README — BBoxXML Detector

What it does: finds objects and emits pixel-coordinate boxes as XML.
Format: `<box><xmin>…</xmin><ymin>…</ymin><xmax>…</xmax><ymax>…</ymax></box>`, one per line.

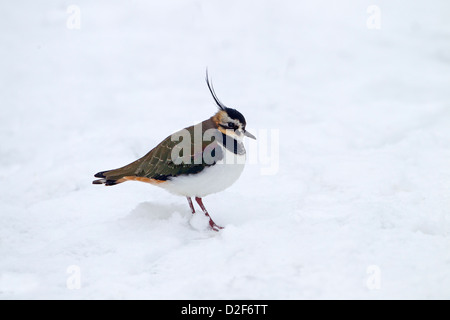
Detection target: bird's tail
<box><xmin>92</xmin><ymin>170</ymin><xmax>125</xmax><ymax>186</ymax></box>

----------

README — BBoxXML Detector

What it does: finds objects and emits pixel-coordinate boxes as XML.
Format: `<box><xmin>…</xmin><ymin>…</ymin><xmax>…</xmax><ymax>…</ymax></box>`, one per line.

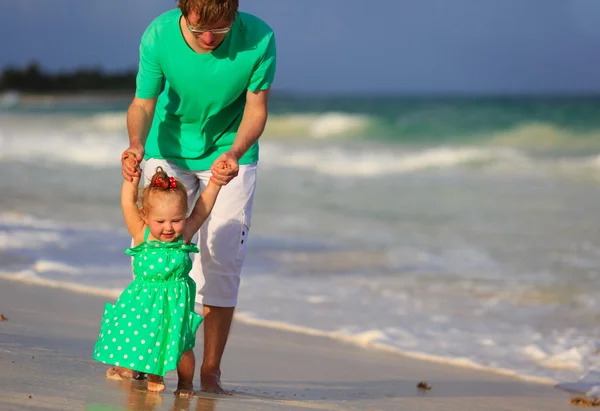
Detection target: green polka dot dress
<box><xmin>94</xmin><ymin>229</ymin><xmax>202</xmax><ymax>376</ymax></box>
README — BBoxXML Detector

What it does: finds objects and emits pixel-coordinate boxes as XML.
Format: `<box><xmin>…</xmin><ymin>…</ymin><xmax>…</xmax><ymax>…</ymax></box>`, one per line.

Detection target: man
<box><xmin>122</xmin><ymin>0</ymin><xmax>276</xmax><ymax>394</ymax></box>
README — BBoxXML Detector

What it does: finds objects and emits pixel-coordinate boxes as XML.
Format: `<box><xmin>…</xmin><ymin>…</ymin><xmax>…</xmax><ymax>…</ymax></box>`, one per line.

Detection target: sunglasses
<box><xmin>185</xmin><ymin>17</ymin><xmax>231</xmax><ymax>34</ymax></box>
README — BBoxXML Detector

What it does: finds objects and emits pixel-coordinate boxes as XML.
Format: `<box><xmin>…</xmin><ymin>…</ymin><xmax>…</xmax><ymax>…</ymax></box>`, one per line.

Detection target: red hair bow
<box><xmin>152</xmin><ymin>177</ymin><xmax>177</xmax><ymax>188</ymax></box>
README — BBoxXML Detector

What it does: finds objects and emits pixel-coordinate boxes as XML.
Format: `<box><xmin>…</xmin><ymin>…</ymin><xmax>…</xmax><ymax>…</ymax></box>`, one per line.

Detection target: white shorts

----------

### DIRECTION
List each line in the data above that contains the word "target".

### WRITTEN ANSWER
Detection target: bird's tail
Detection target: green polka dot dress
Detection target: man
Detection target: sunglasses
Detection target: red hair bow
Detection target: white shorts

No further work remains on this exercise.